_Items from a data source_
++++
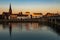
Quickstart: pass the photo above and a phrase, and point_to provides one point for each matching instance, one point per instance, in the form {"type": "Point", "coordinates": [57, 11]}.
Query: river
{"type": "Point", "coordinates": [28, 31]}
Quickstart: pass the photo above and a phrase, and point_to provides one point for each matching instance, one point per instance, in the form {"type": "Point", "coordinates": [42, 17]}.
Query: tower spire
{"type": "Point", "coordinates": [10, 9]}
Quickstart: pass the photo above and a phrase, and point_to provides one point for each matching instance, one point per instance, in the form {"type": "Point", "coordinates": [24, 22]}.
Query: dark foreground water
{"type": "Point", "coordinates": [28, 31]}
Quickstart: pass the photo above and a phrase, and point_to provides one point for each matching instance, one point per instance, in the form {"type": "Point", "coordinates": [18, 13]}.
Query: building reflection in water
{"type": "Point", "coordinates": [8, 25]}
{"type": "Point", "coordinates": [29, 26]}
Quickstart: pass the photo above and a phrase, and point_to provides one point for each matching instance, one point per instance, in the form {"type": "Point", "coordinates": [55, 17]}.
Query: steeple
{"type": "Point", "coordinates": [10, 9]}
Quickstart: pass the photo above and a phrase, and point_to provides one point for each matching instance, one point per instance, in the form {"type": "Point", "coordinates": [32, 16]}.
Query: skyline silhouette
{"type": "Point", "coordinates": [31, 6]}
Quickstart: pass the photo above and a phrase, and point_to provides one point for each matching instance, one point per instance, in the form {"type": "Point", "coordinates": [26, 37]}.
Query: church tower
{"type": "Point", "coordinates": [10, 9]}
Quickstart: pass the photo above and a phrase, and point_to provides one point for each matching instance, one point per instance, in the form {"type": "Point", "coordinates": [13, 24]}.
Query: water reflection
{"type": "Point", "coordinates": [31, 28]}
++++
_WORK REQUEST_
The data above should be restated exactly, with its images dropped.

_REPLY TO THE EXERCISE_
Quickstart: pass the photo above and a phrase, and point_to provides one point for each matching instance, one point per instance, in the form {"type": "Point", "coordinates": [57, 11]}.
Query: river
{"type": "Point", "coordinates": [28, 31]}
Quickstart: pass the photo above and a phrase, and point_to provides one point for each matching instance, one point per instance, in the form {"type": "Point", "coordinates": [42, 17]}.
Query: tower spire
{"type": "Point", "coordinates": [10, 9]}
Quickstart: pass the photo above and a phrase, and point_to provides one point for each matching instance, one point per instance, in the form {"type": "Point", "coordinates": [24, 22]}.
Query: dark foreground water
{"type": "Point", "coordinates": [28, 31]}
Quickstart: pass the photo above and a phrase, and point_to provides one point for each matching instance, one point per instance, in the form {"type": "Point", "coordinates": [18, 13]}.
Query: building reflection in water
{"type": "Point", "coordinates": [8, 25]}
{"type": "Point", "coordinates": [29, 26]}
Quickstart: pass the photo above and a phrase, and point_to provides one point for each matching instance, one point per instance, in the form {"type": "Point", "coordinates": [55, 17]}.
Query: steeple
{"type": "Point", "coordinates": [10, 9]}
Quickstart: pass the photo above and a phrase, and point_to provides one point for each matching instance, one point per instance, in the form {"type": "Point", "coordinates": [32, 16]}.
Query: skyline silhouette
{"type": "Point", "coordinates": [31, 6]}
Quickstart: pass the photo above and a phrase, and point_to provides one point for each matching instance, one point per instance, in the form {"type": "Point", "coordinates": [26, 37]}.
Query: church tower
{"type": "Point", "coordinates": [10, 9]}
Quickstart: pass the photo above and a phrase, and point_to provides one point for each matching instance, one point per instance, in the form {"type": "Point", "coordinates": [13, 24]}.
Query: water reflection
{"type": "Point", "coordinates": [31, 28]}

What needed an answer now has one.